WHAT THIS TASK INVOLVES -
Reproduce all of the data below, but swap every "pick planner" for "grasp planner" and leave everything else unchanged. Omit the pictures from your answer.

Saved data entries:
--- START ---

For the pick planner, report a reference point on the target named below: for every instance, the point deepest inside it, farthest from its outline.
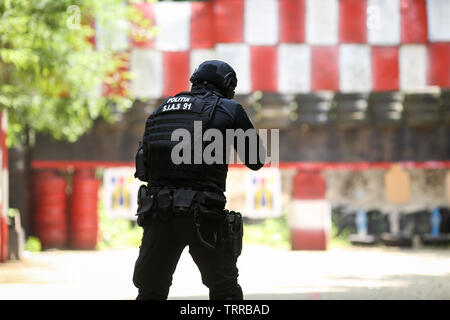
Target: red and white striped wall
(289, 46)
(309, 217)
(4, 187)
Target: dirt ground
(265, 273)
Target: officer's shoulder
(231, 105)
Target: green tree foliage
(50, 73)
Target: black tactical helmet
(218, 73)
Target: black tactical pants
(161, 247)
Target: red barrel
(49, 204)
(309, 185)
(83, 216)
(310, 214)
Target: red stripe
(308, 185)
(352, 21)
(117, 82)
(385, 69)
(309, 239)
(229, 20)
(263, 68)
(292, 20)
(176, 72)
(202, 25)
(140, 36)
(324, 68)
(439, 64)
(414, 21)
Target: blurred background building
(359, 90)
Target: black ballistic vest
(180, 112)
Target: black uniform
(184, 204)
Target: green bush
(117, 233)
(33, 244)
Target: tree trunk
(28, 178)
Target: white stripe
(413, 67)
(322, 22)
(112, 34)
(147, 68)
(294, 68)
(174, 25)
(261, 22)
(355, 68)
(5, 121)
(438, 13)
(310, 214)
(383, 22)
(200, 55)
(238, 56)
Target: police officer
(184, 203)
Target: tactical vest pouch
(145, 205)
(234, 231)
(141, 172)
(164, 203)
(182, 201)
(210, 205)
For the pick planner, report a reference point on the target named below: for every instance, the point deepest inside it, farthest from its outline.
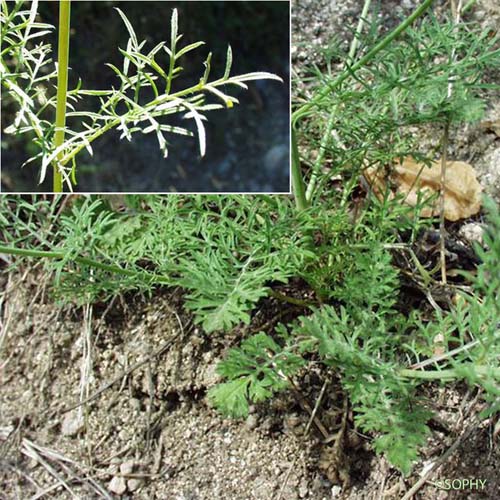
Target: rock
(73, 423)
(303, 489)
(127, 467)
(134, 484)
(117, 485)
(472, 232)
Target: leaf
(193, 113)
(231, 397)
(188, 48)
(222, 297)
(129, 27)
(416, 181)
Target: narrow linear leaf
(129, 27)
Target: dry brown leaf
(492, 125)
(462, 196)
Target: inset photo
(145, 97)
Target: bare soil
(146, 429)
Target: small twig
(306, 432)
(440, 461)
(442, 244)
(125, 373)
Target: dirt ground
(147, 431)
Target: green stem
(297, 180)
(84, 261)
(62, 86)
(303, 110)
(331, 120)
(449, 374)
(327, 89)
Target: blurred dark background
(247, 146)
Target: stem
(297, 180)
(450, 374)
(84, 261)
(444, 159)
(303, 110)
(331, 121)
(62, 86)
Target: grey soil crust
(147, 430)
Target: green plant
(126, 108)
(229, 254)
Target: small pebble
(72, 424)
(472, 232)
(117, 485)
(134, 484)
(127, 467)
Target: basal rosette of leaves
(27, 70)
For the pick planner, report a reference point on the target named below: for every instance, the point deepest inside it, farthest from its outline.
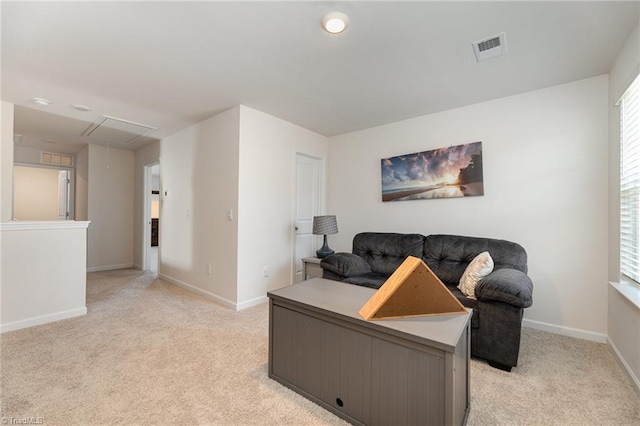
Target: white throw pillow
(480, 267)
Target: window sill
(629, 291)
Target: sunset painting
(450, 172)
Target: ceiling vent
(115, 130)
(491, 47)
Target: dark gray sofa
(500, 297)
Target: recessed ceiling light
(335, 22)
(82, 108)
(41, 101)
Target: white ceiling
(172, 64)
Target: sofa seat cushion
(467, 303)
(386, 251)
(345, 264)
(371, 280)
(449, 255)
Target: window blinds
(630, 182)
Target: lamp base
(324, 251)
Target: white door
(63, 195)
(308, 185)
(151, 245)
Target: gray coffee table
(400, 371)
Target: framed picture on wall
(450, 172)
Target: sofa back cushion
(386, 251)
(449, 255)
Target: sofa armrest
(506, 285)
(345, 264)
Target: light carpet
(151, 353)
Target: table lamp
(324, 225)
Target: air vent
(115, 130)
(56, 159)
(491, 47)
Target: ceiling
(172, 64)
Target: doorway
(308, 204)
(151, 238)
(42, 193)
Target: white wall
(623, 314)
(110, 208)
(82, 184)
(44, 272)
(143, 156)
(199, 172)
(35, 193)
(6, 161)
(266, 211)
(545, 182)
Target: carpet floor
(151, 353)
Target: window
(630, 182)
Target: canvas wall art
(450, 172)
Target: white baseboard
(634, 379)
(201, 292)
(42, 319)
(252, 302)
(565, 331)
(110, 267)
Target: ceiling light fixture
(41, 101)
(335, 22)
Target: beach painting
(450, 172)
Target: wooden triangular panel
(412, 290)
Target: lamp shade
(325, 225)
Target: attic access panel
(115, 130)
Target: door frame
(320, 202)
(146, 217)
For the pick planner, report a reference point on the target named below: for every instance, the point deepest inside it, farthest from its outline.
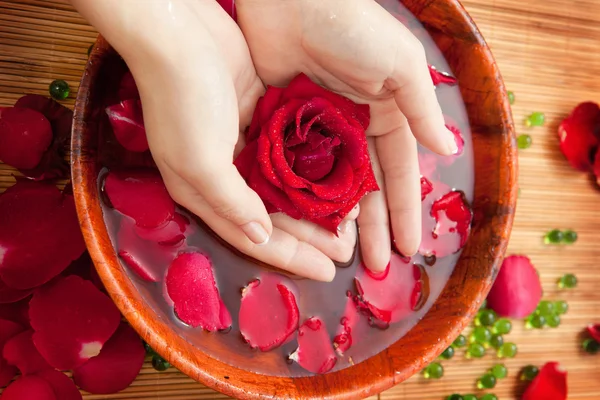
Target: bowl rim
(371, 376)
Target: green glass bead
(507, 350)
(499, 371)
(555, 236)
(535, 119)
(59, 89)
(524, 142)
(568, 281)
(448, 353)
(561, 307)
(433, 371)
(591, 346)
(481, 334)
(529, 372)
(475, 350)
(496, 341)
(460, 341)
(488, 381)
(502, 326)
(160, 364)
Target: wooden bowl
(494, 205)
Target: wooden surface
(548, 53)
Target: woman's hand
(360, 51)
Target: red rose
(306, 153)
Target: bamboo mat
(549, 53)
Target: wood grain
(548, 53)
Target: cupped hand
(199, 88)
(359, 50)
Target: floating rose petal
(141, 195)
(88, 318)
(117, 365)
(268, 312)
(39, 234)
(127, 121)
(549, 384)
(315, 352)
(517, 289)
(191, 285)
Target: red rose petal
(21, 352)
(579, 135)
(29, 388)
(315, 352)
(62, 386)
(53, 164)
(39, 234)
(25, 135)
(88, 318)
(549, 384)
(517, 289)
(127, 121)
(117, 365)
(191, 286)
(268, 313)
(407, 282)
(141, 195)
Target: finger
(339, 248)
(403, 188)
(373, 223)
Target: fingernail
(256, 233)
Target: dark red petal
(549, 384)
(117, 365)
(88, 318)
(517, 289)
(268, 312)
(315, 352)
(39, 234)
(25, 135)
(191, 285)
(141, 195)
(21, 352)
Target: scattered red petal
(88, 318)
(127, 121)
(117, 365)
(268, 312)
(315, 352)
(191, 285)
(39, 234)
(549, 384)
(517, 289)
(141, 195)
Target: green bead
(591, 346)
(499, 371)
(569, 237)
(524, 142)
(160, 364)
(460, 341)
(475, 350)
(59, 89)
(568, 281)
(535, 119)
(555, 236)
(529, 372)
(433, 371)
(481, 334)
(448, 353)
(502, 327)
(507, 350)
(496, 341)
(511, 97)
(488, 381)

--- END ---

OUTPUT FOR THIS TASK -
For the grasp planner, report a reference point on the target named below: for every instance, the point deepest inside it, farthest from its outline.
Target: red and white striped wall
(289, 46)
(309, 217)
(4, 187)
Target: dirt ground
(265, 273)
Target: officer's shoulder
(231, 105)
Target: green tree foliage
(50, 73)
Target: black tactical helmet
(218, 73)
Target: black tactical pants
(161, 247)
Target: red barrel
(49, 204)
(309, 185)
(83, 216)
(310, 214)
Target: red stripe
(308, 185)
(352, 21)
(117, 82)
(385, 69)
(309, 239)
(229, 20)
(263, 68)
(292, 20)
(176, 72)
(202, 25)
(140, 36)
(324, 68)
(439, 64)
(414, 21)
Target: blurred background building
(359, 90)
Target: black ballistic vest
(180, 112)
Target: black uniform
(184, 204)
Target: green bush
(117, 233)
(33, 244)
Target: tree trunk
(28, 178)
Target: white stripe
(413, 67)
(322, 22)
(112, 34)
(147, 68)
(294, 68)
(174, 25)
(261, 22)
(355, 68)
(5, 121)
(438, 13)
(310, 214)
(383, 22)
(200, 55)
(238, 56)
Target: police officer
(184, 203)
Target: tactical vest pouch
(145, 205)
(234, 231)
(141, 172)
(164, 203)
(182, 201)
(210, 205)
For the grasp planner, report a reference point on the target named below: for every instance, the point deepest inside it, farthest from its outline.
Target: rock
(73, 423)
(303, 489)
(127, 467)
(134, 484)
(117, 485)
(472, 232)
Target: leaf
(193, 113)
(231, 397)
(188, 48)
(222, 297)
(129, 27)
(416, 181)
Target: narrow linear leaf
(129, 27)
Target: dry brown leaf
(492, 125)
(462, 196)
Target: inset photo
(145, 97)
Target: bare soil
(146, 429)
Target: small twig
(306, 432)
(440, 461)
(442, 244)
(125, 373)
Target: dirt ground
(147, 431)
Target: green stem
(297, 180)
(84, 261)
(62, 86)
(303, 110)
(331, 120)
(449, 374)
(327, 89)
Target: blurred dark background
(247, 146)
Target: stem
(297, 180)
(450, 374)
(84, 261)
(444, 159)
(303, 110)
(331, 121)
(62, 86)
Target: grey soil crust
(147, 430)
Target: green plant
(126, 108)
(229, 254)
Target: small pebble
(72, 424)
(472, 232)
(117, 485)
(134, 484)
(127, 467)
Target: basal rosette of leaves
(27, 70)
For the grasp planner, report a reference point on the target named below: for every instance, the point deepest inside it, farthest from its outline.
Target: white throw pillow
(480, 267)
Target: window sill
(629, 291)
Target: sunset painting
(450, 172)
Target: ceiling vent
(115, 130)
(491, 47)
Target: dark gray sofa
(500, 297)
Target: recessed ceiling light
(335, 22)
(82, 108)
(41, 101)
Target: white ceiling
(172, 64)
Target: sofa seat cushion
(467, 303)
(386, 251)
(345, 264)
(371, 280)
(449, 255)
Target: window blinds
(630, 182)
Target: lamp base
(324, 251)
Target: white door
(63, 195)
(308, 185)
(151, 245)
Target: gray coffee table
(400, 371)
Target: framed picture on wall
(450, 172)
Target: sofa back cushion
(386, 251)
(449, 255)
Target: sofa armrest
(506, 285)
(345, 264)
Target: light carpet
(151, 353)
Target: table lamp
(324, 225)
Target: air vent
(115, 130)
(56, 159)
(491, 47)
Target: ceiling
(172, 64)
Target: doorway
(308, 204)
(151, 238)
(42, 193)
Target: white wall
(623, 314)
(110, 208)
(82, 184)
(44, 272)
(143, 156)
(199, 172)
(35, 193)
(6, 161)
(266, 211)
(545, 182)
Target: carpet floor
(151, 353)
Target: window
(630, 182)
Target: canvas wall art
(450, 172)
Target: white baseboard
(634, 379)
(201, 292)
(42, 319)
(252, 302)
(565, 331)
(110, 267)
Target: ceiling light fixture
(41, 101)
(335, 22)
Target: beach painting
(450, 172)
Target: wooden triangular panel
(412, 290)
Target: lamp shade
(325, 225)
Target: attic access panel
(115, 130)
Target: door frame
(320, 202)
(146, 217)
For the grasp planner, report a reference point on the target named below: for every instance, the point deepest inside it, farthest from its outline.
Target: bowl rim
(371, 376)
Target: green glass bead
(507, 350)
(499, 371)
(555, 236)
(535, 119)
(59, 89)
(524, 142)
(568, 281)
(448, 353)
(561, 307)
(433, 371)
(591, 346)
(481, 334)
(529, 372)
(475, 350)
(496, 341)
(460, 341)
(488, 381)
(502, 326)
(160, 364)
Target: wooden bowl
(494, 205)
Target: wooden surface
(548, 53)
Target: woman's hand
(360, 51)
Target: red rose
(306, 153)
Target: bamboo mat
(549, 53)
Target: wood grain
(548, 53)
Target: cupped hand
(199, 88)
(359, 50)
Target: floating rose petal
(141, 195)
(88, 318)
(117, 365)
(268, 312)
(39, 234)
(127, 121)
(549, 384)
(315, 352)
(517, 289)
(191, 285)
Target: red rose petal
(21, 352)
(579, 135)
(29, 388)
(315, 352)
(62, 386)
(53, 164)
(39, 234)
(25, 135)
(88, 318)
(549, 384)
(517, 289)
(127, 121)
(117, 365)
(191, 286)
(268, 313)
(407, 282)
(141, 195)
Target: finger
(339, 248)
(403, 188)
(373, 223)
Target: fingernail
(256, 233)
Target: dark red petal
(549, 384)
(117, 365)
(88, 318)
(517, 289)
(268, 312)
(315, 352)
(39, 234)
(25, 135)
(191, 285)
(141, 195)
(21, 352)
Target: scattered red petal
(88, 318)
(127, 121)
(117, 365)
(268, 312)
(315, 352)
(191, 285)
(39, 234)
(549, 384)
(517, 289)
(141, 195)
Target: green bead
(591, 346)
(499, 371)
(569, 237)
(524, 142)
(160, 364)
(460, 341)
(475, 350)
(59, 89)
(568, 281)
(535, 119)
(555, 236)
(529, 372)
(433, 371)
(481, 334)
(448, 353)
(502, 327)
(507, 350)
(496, 341)
(511, 97)
(488, 381)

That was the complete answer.